***** Data records

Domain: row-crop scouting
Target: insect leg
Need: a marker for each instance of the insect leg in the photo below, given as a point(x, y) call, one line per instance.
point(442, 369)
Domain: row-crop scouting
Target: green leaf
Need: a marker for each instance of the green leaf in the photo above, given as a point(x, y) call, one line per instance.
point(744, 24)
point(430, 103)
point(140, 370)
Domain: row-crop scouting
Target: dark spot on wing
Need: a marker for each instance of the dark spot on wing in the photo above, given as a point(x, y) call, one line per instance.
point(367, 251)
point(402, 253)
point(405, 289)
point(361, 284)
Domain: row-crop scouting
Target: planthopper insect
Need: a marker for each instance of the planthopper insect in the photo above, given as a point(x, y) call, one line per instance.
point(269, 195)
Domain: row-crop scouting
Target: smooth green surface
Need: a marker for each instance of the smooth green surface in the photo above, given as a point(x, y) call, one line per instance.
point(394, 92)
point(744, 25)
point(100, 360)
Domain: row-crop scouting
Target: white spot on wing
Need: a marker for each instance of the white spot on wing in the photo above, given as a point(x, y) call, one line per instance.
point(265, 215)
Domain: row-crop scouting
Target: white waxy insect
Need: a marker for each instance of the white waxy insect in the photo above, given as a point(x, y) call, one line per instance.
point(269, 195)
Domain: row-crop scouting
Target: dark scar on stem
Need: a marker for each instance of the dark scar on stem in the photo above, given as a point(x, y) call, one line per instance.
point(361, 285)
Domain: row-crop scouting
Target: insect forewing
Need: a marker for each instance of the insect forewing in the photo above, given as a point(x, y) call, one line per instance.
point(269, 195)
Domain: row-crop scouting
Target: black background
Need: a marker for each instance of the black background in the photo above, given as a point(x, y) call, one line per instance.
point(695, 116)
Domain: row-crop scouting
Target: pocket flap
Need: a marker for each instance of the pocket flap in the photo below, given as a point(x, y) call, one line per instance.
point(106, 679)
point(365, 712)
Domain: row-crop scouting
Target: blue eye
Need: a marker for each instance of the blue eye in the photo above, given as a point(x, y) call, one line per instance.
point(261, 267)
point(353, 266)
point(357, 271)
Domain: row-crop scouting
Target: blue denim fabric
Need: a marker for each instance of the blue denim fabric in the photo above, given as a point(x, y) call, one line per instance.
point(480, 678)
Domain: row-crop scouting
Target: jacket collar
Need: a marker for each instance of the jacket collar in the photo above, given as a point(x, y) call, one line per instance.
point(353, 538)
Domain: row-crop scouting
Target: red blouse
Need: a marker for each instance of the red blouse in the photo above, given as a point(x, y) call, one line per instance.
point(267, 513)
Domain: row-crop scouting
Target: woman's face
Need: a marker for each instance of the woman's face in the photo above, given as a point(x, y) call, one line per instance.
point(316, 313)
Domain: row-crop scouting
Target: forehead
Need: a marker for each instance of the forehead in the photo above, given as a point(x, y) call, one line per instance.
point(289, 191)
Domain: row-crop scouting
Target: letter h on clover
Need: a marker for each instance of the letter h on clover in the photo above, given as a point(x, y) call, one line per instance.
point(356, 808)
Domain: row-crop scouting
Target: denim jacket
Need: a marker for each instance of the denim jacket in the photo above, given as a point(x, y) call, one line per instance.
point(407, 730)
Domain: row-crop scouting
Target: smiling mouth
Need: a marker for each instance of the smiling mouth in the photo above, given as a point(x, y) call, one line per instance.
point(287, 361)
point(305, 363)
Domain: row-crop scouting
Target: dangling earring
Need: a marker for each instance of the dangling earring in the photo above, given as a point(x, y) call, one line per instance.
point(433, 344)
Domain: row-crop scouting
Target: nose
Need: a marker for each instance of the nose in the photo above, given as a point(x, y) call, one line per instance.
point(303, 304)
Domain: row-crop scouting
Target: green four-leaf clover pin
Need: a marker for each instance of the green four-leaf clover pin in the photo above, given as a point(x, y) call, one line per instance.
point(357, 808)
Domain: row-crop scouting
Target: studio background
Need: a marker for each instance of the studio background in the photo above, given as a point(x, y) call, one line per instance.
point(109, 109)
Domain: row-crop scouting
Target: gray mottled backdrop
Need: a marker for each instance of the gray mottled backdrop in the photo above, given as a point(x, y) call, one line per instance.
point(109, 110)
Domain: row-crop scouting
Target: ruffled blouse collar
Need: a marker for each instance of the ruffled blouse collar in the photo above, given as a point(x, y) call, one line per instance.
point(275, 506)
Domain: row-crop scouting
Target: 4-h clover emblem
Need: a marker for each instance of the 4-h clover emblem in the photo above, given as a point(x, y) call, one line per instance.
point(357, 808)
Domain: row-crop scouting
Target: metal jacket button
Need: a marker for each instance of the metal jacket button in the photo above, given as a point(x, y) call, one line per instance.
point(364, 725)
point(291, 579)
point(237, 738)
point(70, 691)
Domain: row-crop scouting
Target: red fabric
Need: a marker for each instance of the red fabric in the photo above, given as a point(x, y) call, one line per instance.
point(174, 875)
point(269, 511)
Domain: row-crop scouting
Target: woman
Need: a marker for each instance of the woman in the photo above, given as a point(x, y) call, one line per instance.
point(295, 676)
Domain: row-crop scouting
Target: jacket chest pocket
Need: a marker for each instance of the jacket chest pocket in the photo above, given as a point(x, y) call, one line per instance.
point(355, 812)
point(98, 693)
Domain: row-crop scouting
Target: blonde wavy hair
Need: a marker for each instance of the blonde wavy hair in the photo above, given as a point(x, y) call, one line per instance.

**********

▶ _What is being asked_
The records above need to be retyped in full, exactly as given.

▶ _Result of the exercise_
Domain: row-crop scouting
Target: insect leg
Need: a marker for each instance of the insect leg in the photo below, given as a point(x, y) call, one line per instance.
point(442, 369)
Domain: row-crop scouting
Target: green leaf
Need: a marker for each instance of the green leaf in the photo above, given as a point(x, y) call, one line per instance.
point(744, 24)
point(430, 103)
point(140, 370)
Domain: row-crop scouting
Target: dark spot on wing
Need: a marker for each instance of the dark spot on wing in the photo above, given as a point(x, y) call, one line per instance.
point(367, 251)
point(402, 253)
point(405, 289)
point(361, 284)
Domain: row-crop scouting
Target: planthopper insect
Need: a marker for each instance of the planthopper insect in the photo above, given as a point(x, y) call, one line per instance.
point(269, 195)
Domain: row-crop scouting
Target: smooth green surface
Need: a marker for each instance of the smooth green surface in the photo above, given as a point(x, y) call, one line per instance.
point(394, 92)
point(744, 25)
point(100, 360)
Domain: row-crop scouting
Target: white spot on wing
Need: a marker for each instance of the white spot on wing in the photo above, given as a point(x, y) call, one line per instance.
point(265, 215)
Domain: row-crop scouting
Target: white waxy insect
Need: a marker for each instance of the white waxy insect in the photo above, given as a point(x, y) call, one line per instance.
point(269, 195)
Domain: row-crop scouting
Target: dark scar on stem
Need: a marker for each instance of the dark scar on stem in the photo above, given as a point(x, y) call, one line per instance.
point(361, 285)
Domain: row-crop scouting
Target: insect forewing
Need: a marker for each instance of the insect forewing in the photo above, given as a point(x, y) call, one line per instance.
point(269, 195)
Domain: row-crop scouting
Target: black background
Need: a marker for each instance of the black background in the photo above, given as a point(x, y) call, one line per instance.
point(695, 116)
Domain: row-crop scouting
Target: pocket flap
Need: a marker for each instance of the pocket flap in the photo below, given as a point(x, y) call, one line per instance.
point(106, 679)
point(365, 712)
Domain: row-crop scouting
Target: blue eye
Need: a marker for each instance of the blue eye in the photo above, given as a point(x, y) call, one line per instance.
point(261, 267)
point(353, 266)
point(357, 271)
Domain: row-crop scouting
Target: blue denim fabric
Need: a marker for each instance of the blue denim fabric in the photo above, given as a point(x, y) call, one line per instance.
point(480, 678)
Domain: row-crop scouting
Target: jacket collar
Need: a marker for each instance of the jacket collar in the photo above, given as a point(x, y) call, one line per instance.
point(353, 538)
Domain: row-crop scouting
Target: red blouse
Need: a marker for each instance of the red blouse in the photo above, given as a point(x, y) call, one line per instance.
point(267, 513)
Domain: row-crop scouting
Target: woman's face
Need: a marker for each instance of the woman's face in the photo above, given as a point(x, y) call, one line per instance.
point(316, 313)
Domain: row-crop scouting
Target: forehead
Need: a marker for each instance of the forehead in the photo above, given as a point(x, y) call, one line per instance.
point(289, 191)
Domain: row-crop scouting
Target: letter h on clover
Need: a marker for each instance of the letter h on clover in the photo above, given as a point(x, y) call, one line per instance.
point(356, 808)
Domain: row-crop scouting
Target: denim jacket
Need: a marker for each instance of the denim jacket in the photo above, given as a point(x, y) call, one line per instance.
point(407, 730)
Domain: row-crop scouting
Target: smiling mouth
Need: a marker for each instance of the smiling mouth in the photo above, given as a point(x, y) call, one line per instance.
point(287, 361)
point(305, 363)
Domain: row-crop scouting
Target: dangling earring
Need: a marker for each instance of the dangling earring in the photo above, given as a point(x, y) call, one line per instance.
point(433, 344)
Domain: row-crop scouting
Target: nose
Need: a marker for each instance of the nose in the photo above, given as a point(x, y) call, one line per instance.
point(303, 304)
Domain: row-crop scouting
Target: green four-leaf clover pin
Need: a marker for each instance of the green four-leaf clover pin in the photo above, given as a point(x, y) call, one line per instance.
point(357, 808)
Domain: row-crop scouting
Target: studio background
Need: a marker for each instance of the studio background in the photo above, given as a point(x, y) call, one line per instance.
point(109, 109)
Domain: row-crop scouting
Target: gray mottled backdrop
Need: a marker for each instance of the gray mottled backdrop in the photo above, given as a point(x, y) call, one line per instance.
point(109, 110)
Domain: row-crop scouting
Target: ruffled blouse collar
Need: a marker for each instance of the ruffled blouse collar in the photo above, given as a point(x, y) call, one line per instance.
point(275, 506)
Domain: row-crop scouting
Target: 4-h clover emblem
Need: a marker for each instance of the 4-h clover emblem in the photo above, given as a point(x, y) call, one line per instance.
point(357, 808)
Domain: row-crop scouting
Target: metal jacket button
Need: a marker for each instance of the metal jacket button in the photo above, given as a point(x, y) call, one line per instance.
point(364, 725)
point(291, 579)
point(237, 738)
point(70, 691)
Domain: row-crop scouting
Target: red fabric
Need: a marker for each instance of the red fabric in the photo above, given as a point(x, y) call, one line per instance.
point(174, 875)
point(269, 511)
Domain: row-crop scouting
Target: woman
Need: a marker for each instance of the woman in the photo above, given as a point(x, y) call, one line per instance.
point(295, 676)
Domain: row-crop scouting
Target: jacket chest pocket
Need: a marker for each instance of the jacket chest pocket in the photo above, given as a point(x, y) call, one line per instance.
point(355, 812)
point(98, 693)
Domain: row-crop scouting
Target: blonde wavy hair
Need: a marker for each instance of the blonde wavy hair in the photo above, given as a point(x, y) call, one line per instance.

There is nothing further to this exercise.